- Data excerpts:
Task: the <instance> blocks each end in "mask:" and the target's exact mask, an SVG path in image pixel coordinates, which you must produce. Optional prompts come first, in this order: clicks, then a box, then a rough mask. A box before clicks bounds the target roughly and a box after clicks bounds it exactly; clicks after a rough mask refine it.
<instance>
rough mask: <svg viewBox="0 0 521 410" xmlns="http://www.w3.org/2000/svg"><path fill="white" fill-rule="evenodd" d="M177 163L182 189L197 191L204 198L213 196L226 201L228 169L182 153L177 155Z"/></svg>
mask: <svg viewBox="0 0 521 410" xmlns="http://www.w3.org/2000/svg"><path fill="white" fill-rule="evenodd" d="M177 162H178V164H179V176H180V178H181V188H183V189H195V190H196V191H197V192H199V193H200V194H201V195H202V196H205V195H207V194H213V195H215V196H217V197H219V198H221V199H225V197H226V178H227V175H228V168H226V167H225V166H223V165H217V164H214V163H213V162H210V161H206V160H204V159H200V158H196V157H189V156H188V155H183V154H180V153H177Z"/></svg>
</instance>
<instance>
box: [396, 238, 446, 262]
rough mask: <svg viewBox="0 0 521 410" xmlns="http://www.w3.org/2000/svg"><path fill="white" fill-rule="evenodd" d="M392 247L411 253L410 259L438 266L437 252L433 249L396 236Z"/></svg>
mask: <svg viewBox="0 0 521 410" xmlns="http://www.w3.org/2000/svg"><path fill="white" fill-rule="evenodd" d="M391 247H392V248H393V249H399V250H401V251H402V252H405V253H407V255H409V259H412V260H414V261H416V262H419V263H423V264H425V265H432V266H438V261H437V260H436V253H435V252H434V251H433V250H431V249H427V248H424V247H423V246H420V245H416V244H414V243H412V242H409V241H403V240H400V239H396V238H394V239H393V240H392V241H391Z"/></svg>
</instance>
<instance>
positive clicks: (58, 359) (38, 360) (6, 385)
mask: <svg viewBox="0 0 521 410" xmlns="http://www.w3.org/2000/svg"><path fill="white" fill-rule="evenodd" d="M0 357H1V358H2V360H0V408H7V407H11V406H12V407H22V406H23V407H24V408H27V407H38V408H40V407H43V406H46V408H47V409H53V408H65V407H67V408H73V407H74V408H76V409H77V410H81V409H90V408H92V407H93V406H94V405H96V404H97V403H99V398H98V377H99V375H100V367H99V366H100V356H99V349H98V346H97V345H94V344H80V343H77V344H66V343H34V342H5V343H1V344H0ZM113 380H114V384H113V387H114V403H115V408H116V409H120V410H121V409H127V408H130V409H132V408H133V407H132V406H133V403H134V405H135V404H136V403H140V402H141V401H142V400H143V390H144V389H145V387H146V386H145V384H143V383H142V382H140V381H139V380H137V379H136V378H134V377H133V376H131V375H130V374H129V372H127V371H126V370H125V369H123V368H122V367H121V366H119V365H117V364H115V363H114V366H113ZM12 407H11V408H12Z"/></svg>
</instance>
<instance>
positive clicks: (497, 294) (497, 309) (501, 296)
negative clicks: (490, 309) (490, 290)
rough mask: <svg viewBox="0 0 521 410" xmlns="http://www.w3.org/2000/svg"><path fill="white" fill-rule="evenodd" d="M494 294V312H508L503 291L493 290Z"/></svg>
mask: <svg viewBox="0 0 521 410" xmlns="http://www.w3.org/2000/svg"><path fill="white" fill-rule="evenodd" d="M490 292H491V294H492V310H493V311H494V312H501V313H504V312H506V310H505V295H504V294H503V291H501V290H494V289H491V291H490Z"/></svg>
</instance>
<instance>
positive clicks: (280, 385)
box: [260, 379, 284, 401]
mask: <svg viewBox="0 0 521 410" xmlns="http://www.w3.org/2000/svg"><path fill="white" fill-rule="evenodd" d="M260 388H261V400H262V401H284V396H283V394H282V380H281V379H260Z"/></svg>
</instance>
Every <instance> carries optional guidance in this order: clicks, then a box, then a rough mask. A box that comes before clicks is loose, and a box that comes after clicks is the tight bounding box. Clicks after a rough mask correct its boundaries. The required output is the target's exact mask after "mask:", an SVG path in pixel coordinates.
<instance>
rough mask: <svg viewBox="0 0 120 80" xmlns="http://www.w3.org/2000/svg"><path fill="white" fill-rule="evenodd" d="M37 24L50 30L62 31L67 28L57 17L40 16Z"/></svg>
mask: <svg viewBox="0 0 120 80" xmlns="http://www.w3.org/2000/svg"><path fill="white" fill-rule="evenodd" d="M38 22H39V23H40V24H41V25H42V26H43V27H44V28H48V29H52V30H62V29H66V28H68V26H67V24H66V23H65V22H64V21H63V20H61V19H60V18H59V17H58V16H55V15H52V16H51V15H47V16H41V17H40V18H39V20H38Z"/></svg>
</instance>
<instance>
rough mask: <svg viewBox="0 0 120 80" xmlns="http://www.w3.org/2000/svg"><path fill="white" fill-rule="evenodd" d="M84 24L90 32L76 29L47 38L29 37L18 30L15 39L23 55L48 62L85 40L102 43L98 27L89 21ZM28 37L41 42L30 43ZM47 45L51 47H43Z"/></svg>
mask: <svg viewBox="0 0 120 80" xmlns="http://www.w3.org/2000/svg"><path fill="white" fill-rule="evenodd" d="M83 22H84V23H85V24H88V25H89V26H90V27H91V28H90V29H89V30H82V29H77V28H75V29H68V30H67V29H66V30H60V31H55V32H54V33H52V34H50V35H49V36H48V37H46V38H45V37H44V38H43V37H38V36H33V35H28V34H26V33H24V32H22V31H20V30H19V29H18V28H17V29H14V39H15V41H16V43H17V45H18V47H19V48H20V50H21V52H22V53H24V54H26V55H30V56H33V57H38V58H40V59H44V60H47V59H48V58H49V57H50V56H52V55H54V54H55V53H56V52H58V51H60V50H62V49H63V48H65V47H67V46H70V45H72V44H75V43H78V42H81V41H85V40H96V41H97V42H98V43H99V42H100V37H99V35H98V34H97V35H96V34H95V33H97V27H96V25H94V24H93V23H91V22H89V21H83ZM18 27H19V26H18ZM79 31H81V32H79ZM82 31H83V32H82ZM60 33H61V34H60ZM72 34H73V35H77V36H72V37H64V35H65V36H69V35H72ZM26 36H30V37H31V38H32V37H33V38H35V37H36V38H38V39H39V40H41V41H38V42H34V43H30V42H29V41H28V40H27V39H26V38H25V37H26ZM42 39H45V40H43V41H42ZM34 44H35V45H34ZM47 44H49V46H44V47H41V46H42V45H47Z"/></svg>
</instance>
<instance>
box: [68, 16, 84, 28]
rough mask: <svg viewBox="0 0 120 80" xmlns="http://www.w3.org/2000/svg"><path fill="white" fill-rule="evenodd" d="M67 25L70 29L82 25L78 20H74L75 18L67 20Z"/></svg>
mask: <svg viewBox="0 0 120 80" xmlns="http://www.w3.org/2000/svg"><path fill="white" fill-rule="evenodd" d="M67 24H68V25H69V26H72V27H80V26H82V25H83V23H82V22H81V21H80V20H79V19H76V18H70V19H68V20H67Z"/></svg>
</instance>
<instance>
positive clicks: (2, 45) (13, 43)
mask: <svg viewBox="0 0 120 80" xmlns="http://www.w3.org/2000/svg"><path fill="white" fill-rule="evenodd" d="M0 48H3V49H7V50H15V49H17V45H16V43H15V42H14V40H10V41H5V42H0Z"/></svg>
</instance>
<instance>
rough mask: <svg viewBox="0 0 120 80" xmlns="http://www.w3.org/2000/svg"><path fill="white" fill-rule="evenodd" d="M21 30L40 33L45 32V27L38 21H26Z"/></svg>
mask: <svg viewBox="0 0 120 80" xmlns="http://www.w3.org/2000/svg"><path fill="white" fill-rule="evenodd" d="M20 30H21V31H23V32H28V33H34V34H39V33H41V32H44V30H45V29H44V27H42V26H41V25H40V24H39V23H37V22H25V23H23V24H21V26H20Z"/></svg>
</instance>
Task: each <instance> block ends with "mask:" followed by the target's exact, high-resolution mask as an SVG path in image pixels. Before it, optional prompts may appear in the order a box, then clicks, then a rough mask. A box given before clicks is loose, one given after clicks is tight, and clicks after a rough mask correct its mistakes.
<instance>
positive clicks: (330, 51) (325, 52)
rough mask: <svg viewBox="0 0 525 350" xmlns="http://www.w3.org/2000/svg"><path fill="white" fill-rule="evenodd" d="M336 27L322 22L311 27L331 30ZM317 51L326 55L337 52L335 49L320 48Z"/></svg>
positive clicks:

- REQUIREMENT: Which lines above run from the one containing "negative clicks: (490, 309) (490, 290)" down to the one containing "positive clicks: (280, 385)"? Repeat exactly those, both ends included, and nothing else.

- SOLUTION FOR THIS PROBLEM:
negative clicks: (490, 309) (490, 290)
rough mask: <svg viewBox="0 0 521 410" xmlns="http://www.w3.org/2000/svg"><path fill="white" fill-rule="evenodd" d="M494 294V312H508L503 291L493 290Z"/></svg>
mask: <svg viewBox="0 0 521 410" xmlns="http://www.w3.org/2000/svg"><path fill="white" fill-rule="evenodd" d="M490 292H491V294H492V310H493V311H494V312H501V313H504V312H506V310H505V295H504V294H503V291H501V290H494V289H491V291H490Z"/></svg>
</instance>
<instance>
positive clicks: (280, 385)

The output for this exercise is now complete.